What the task requires: Scale a stretch of the material below: write out, in full, every line from the line with "of the brown" to the line with "[[80, 30], [86, 33]]", both ends included. Multiply each point coordinate in the answers by 1.85, round to whole numbers with halves going up, and return only those lines.

Task inputs:
* BEGIN *

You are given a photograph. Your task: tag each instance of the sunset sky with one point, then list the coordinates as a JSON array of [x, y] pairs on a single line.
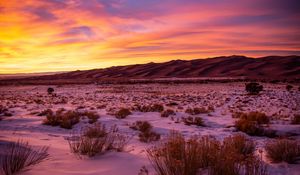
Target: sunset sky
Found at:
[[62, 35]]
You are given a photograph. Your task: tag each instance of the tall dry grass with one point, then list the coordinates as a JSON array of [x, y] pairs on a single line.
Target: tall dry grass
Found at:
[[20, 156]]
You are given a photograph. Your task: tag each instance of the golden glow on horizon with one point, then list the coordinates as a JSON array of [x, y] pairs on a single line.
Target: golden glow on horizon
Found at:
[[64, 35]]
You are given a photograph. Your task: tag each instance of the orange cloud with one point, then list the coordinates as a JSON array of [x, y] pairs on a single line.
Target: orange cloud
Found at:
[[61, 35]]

* END *
* BEGIN *

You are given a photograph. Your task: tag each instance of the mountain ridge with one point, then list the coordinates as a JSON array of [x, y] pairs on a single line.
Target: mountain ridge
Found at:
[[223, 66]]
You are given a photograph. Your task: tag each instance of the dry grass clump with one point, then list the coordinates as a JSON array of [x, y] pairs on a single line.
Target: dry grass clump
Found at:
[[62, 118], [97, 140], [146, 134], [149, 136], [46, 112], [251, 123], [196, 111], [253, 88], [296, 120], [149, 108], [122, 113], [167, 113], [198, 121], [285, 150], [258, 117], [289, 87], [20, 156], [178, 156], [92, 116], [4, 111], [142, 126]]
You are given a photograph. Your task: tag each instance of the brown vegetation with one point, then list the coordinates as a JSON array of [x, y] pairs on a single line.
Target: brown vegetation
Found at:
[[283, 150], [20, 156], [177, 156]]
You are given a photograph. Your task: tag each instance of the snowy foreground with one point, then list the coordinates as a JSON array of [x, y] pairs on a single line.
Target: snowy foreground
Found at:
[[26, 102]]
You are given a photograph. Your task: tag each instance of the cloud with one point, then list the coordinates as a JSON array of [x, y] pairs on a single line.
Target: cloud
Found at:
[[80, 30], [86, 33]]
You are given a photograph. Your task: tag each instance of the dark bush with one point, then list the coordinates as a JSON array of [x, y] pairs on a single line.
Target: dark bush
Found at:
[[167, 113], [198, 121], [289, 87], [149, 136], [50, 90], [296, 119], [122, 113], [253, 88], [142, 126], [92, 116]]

* END *
* BEGIN *

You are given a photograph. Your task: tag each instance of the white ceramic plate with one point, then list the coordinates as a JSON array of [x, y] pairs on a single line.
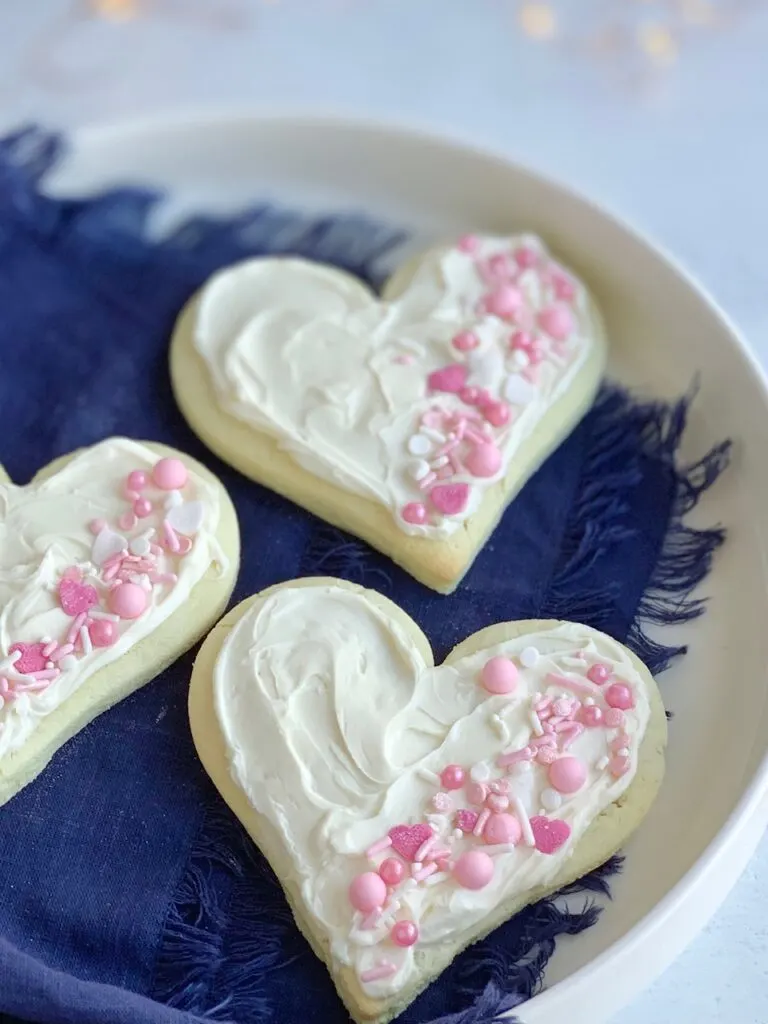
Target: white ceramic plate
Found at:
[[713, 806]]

* END *

Complete output:
You are given a photograph. Your task: tag each instance of the brown vegetation with one point, then list the coordinates as a JSON array of [x, y] pairs on a single line.
Target: brown vegetation
Found at:
[[524, 278], [37, 289], [327, 289]]
You are given a photograph. Your task: tag each instance of the snowy foreground with one point, then list the coordinates as a JSON array of [x, y] pairs on a single line.
Target: snowy foreground
Found at:
[[48, 189]]
You are given a photograph. Your task: tag each instance of the cloud with one point, then list the coordinates as a JSON array of [x, y] pairs on a single line.
Target: cloud
Found at:
[[148, 56], [159, 61]]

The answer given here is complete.